Task statement: Add 147 to every coordinate in the answers of the records below and give the lines again, requests included. Cover only the stretch from the line containing "Expected: for every instance of the river in" through the end of the records.

Coordinate labeling records:
────
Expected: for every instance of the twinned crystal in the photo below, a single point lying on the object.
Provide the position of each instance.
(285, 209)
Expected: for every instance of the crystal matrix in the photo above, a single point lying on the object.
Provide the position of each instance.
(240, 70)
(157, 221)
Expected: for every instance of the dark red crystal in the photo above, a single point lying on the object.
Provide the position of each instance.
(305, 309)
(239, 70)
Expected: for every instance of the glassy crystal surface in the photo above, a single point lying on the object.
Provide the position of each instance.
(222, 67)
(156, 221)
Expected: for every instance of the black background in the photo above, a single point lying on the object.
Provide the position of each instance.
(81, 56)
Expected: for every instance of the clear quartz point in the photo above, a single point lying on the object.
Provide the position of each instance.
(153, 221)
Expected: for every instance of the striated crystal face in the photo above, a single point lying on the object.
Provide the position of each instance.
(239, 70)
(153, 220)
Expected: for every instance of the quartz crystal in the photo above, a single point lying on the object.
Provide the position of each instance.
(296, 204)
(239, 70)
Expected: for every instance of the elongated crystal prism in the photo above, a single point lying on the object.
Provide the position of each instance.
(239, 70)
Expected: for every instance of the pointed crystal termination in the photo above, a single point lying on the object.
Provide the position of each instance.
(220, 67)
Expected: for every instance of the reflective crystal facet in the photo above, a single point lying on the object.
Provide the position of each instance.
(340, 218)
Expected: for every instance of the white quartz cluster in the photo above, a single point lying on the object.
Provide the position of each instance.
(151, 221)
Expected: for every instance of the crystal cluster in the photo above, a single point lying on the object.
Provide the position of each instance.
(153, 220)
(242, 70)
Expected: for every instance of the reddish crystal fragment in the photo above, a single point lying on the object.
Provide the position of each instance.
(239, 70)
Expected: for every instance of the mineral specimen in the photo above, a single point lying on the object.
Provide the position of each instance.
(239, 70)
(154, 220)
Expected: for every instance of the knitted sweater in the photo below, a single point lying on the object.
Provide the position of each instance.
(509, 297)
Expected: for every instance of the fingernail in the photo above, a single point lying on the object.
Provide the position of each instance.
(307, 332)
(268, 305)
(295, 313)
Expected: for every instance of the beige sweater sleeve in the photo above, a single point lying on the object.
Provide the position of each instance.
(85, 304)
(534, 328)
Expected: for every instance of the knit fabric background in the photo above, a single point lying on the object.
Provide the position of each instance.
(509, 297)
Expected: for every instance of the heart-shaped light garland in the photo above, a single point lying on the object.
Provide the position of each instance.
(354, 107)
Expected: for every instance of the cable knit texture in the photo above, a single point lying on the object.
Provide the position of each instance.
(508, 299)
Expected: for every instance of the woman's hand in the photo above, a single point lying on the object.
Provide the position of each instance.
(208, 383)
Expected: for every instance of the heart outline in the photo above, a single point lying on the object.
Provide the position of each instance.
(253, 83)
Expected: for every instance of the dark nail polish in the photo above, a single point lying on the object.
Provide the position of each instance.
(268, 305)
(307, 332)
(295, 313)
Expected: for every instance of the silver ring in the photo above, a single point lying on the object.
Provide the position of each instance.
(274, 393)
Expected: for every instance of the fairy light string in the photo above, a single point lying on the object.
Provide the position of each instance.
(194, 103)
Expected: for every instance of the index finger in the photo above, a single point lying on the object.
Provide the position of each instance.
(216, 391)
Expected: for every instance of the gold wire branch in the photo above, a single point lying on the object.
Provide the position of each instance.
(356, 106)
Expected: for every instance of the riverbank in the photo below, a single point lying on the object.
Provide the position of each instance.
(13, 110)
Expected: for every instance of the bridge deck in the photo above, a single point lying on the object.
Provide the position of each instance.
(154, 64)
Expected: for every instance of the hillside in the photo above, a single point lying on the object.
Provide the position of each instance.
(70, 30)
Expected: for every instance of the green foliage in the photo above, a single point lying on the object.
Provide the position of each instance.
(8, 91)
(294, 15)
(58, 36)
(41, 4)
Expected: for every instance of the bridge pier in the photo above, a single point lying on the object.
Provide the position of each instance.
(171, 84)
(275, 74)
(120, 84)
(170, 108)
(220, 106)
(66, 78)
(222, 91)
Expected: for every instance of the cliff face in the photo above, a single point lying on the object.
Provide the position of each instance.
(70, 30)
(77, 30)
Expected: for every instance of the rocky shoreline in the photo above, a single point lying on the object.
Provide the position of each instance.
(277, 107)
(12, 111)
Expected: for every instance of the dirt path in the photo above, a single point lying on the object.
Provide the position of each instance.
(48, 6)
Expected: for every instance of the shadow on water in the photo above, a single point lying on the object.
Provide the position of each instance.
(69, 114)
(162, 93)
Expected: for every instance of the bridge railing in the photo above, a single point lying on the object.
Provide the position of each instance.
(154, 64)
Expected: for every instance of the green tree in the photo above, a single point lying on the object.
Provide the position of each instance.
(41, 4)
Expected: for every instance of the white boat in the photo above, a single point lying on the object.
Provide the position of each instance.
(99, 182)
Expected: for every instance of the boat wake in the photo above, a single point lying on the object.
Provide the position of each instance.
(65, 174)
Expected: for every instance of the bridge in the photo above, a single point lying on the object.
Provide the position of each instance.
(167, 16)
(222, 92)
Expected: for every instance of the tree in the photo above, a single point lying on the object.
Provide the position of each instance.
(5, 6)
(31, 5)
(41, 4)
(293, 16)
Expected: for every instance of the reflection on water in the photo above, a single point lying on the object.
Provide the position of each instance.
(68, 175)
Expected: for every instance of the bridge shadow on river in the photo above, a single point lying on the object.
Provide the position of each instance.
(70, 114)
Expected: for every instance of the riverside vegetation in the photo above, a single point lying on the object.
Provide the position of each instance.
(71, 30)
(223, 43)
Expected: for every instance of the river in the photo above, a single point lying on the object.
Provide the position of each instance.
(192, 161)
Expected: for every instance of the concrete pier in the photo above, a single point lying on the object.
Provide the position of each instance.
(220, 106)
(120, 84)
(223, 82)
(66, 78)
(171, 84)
────
Response to this exercise:
Expected: for every instance of the river in the photo above, a single point lying on the object.
Provide the position of each instance.
(339, 308)
Expected: for every instance of the concrete pier in the photo above, a single point lying on the object.
Provide the position of each instance.
(367, 253)
(267, 231)
(370, 229)
(213, 225)
(318, 231)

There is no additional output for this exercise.